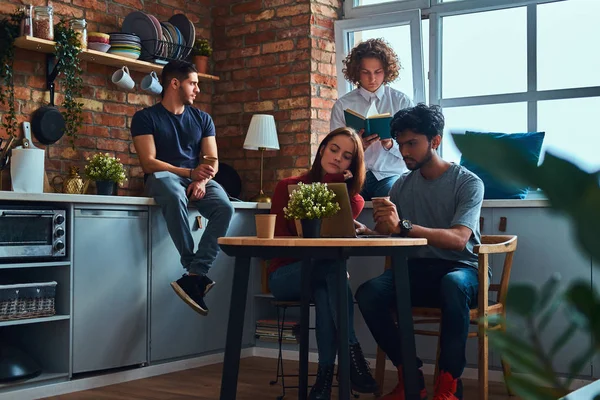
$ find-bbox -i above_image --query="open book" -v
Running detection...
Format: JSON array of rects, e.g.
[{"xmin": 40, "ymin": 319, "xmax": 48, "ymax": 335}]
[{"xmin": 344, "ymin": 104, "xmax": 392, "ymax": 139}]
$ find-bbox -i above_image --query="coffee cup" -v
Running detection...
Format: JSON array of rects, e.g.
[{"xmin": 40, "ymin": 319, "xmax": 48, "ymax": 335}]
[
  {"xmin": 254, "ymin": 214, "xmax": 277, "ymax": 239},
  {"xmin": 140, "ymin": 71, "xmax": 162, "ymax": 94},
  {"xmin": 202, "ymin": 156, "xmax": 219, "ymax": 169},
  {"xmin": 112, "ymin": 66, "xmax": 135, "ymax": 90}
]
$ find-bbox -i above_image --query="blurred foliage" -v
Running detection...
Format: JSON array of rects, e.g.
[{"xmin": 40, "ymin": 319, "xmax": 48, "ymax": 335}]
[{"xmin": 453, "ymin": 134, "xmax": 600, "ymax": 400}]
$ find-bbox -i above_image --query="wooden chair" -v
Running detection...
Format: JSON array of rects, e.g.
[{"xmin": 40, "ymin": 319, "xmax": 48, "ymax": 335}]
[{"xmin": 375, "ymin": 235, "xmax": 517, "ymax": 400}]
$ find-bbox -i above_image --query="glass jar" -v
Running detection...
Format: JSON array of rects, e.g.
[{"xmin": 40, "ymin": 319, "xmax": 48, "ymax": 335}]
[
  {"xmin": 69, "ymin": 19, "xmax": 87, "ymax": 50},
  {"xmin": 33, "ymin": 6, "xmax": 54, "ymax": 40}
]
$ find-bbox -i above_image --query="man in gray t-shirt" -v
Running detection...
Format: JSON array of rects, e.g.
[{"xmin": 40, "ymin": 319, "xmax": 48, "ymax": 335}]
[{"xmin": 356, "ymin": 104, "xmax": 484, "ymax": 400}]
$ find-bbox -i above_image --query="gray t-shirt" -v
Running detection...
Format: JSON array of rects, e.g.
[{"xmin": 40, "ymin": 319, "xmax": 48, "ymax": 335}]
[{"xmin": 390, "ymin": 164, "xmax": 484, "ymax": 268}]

...

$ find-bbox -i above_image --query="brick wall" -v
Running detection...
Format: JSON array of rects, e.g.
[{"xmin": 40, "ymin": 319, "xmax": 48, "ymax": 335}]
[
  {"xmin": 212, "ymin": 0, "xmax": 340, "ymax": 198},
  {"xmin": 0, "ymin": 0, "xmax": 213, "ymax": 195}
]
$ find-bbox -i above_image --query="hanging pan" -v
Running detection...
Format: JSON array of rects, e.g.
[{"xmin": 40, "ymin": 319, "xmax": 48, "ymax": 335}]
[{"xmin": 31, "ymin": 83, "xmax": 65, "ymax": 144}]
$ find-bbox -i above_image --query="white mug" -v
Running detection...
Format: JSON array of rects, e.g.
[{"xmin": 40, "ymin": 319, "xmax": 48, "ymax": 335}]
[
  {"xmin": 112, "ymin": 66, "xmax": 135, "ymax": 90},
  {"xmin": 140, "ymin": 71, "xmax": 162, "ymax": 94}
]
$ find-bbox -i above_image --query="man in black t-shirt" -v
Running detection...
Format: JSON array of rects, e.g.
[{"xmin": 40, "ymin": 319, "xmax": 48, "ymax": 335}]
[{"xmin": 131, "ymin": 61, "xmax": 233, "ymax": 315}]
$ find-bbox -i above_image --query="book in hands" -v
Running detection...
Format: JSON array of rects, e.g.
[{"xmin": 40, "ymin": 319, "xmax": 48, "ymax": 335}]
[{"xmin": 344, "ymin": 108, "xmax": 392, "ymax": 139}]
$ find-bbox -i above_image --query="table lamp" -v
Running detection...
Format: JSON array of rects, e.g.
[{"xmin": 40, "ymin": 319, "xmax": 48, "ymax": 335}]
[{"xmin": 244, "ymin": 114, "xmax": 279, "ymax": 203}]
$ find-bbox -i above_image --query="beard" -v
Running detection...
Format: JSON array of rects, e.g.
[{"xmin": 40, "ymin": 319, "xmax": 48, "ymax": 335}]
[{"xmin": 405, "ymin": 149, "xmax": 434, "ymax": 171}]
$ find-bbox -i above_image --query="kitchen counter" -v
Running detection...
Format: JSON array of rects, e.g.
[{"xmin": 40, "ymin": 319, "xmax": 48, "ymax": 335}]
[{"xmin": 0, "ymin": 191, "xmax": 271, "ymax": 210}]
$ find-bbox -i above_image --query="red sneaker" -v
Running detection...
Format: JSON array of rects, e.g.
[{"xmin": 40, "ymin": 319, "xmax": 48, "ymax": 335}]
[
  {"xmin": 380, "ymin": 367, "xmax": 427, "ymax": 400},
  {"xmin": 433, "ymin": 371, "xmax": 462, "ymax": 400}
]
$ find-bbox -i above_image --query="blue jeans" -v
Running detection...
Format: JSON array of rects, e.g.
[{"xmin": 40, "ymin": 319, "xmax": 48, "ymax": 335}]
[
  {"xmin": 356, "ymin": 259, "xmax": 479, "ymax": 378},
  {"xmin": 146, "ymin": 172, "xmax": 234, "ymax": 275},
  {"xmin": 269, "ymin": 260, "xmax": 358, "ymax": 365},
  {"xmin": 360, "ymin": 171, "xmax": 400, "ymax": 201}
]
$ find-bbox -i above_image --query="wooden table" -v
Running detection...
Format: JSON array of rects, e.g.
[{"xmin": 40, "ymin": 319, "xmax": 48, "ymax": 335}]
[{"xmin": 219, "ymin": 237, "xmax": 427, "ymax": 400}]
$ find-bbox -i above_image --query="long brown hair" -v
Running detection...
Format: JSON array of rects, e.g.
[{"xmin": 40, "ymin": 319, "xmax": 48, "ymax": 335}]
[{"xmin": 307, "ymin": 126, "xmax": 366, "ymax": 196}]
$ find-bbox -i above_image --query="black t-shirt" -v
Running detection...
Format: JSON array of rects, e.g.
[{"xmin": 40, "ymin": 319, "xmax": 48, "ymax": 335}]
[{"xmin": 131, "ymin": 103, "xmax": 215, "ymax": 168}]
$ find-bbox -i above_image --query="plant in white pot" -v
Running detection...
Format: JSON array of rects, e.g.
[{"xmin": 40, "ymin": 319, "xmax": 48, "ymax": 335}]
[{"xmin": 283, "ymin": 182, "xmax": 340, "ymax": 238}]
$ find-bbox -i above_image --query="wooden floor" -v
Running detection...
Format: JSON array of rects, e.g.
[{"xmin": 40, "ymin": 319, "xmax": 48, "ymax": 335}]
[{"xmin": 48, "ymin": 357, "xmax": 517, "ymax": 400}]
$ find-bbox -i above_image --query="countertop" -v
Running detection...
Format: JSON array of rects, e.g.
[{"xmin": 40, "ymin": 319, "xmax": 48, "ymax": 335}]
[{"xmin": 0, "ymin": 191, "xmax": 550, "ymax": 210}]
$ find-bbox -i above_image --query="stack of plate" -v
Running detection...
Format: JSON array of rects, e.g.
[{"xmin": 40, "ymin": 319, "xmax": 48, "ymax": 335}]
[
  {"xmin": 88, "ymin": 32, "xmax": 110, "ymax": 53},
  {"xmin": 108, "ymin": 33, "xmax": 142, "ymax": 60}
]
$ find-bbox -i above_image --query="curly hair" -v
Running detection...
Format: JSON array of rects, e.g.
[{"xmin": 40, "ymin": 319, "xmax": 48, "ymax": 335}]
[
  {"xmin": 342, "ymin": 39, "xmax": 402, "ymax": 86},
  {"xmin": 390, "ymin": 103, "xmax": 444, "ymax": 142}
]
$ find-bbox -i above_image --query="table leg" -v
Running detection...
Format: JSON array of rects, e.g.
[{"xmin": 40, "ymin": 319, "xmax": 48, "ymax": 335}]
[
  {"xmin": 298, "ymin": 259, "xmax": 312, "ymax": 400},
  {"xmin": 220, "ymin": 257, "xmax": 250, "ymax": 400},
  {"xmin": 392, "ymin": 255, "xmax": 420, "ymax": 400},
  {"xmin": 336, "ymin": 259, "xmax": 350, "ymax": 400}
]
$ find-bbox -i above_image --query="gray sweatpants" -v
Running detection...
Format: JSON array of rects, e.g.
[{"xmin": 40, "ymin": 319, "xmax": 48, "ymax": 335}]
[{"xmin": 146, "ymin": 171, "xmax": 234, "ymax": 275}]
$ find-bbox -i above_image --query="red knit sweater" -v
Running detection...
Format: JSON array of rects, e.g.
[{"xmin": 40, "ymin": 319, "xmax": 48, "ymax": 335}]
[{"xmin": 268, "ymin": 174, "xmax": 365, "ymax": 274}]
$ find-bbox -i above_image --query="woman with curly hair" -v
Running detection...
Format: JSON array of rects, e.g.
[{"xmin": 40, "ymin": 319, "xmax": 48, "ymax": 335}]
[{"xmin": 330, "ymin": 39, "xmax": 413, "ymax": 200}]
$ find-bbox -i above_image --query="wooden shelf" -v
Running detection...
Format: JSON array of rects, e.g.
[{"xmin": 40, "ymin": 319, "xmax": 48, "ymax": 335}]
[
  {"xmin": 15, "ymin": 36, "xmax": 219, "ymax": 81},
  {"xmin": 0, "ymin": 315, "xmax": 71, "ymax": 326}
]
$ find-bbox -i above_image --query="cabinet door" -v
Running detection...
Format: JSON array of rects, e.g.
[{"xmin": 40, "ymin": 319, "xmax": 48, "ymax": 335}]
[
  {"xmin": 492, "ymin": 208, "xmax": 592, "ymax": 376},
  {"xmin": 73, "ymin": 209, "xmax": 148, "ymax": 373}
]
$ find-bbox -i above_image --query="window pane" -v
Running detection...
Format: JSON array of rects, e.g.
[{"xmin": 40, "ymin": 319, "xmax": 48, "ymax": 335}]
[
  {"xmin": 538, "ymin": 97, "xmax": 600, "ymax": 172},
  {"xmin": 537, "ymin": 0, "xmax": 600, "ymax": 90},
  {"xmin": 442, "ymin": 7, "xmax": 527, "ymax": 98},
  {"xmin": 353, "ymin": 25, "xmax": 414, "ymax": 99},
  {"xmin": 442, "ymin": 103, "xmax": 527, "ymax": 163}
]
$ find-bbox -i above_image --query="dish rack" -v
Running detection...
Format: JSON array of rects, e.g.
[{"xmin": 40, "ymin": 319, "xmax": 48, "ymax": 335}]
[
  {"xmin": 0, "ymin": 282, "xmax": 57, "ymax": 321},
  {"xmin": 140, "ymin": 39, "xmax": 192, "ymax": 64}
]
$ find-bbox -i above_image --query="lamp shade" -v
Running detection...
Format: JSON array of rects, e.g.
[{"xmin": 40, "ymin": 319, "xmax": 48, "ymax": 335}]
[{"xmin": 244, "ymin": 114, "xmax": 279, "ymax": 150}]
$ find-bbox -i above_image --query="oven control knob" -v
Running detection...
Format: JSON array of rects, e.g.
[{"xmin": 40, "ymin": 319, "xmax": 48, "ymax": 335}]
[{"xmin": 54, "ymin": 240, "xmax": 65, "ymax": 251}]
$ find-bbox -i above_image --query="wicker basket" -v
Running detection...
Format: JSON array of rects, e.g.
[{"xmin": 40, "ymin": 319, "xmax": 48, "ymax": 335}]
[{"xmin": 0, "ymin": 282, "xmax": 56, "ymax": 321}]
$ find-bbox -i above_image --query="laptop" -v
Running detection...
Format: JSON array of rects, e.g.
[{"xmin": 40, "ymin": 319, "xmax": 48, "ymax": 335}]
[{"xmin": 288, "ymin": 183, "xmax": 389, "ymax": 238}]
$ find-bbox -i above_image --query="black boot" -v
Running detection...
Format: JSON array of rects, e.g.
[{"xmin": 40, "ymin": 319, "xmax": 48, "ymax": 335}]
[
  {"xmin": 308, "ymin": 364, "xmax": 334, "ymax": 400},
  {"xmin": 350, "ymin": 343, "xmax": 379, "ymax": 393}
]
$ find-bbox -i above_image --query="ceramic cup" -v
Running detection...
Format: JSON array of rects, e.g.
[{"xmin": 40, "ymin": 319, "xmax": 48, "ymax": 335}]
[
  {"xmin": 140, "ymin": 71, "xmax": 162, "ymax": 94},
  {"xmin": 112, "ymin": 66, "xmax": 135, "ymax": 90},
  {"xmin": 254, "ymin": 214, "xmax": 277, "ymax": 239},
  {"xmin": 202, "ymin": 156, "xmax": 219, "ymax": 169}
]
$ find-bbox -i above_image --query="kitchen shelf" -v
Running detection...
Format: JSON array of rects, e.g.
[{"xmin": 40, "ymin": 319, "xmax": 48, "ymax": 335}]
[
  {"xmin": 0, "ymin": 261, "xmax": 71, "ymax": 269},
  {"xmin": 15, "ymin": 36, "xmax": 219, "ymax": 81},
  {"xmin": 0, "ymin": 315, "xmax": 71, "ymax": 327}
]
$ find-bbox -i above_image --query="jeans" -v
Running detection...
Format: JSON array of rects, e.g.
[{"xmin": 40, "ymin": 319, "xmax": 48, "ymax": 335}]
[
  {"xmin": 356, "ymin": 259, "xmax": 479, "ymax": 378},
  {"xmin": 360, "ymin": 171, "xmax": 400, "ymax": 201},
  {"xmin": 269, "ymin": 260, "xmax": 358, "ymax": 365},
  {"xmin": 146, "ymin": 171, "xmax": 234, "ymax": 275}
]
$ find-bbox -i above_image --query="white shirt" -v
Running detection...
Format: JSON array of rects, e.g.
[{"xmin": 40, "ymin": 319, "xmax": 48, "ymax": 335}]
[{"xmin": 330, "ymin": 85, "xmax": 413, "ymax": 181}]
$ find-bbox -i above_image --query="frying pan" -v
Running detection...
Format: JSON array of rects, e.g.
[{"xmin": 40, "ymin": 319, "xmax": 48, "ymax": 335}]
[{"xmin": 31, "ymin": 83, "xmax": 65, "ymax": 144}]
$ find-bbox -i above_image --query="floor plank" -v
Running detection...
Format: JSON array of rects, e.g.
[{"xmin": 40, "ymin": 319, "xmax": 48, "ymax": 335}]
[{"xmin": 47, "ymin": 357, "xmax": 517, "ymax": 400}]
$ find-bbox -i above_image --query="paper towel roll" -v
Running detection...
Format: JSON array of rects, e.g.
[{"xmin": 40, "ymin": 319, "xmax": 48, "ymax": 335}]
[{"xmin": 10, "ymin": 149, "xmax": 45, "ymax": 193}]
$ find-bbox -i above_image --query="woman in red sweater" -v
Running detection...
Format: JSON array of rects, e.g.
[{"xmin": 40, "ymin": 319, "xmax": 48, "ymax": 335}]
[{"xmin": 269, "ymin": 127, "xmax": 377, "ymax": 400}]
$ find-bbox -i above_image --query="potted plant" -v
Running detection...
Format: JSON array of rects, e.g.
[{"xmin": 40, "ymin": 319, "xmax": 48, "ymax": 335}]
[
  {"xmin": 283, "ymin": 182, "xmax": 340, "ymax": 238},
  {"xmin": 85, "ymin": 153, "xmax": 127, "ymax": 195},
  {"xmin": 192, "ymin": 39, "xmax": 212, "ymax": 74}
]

*REQUIRED WORK*. Copy out every line in the items above that contains the string "gray". Match case exactly.

*ANSWER TO THE TASK*.
$ find-bbox -i above_image --query="man in gray t-shirt" -v
$ find-bbox -i above_image --query="gray t-shirt" -v
$ find-bbox -i above_image --query="gray sweatpants" -v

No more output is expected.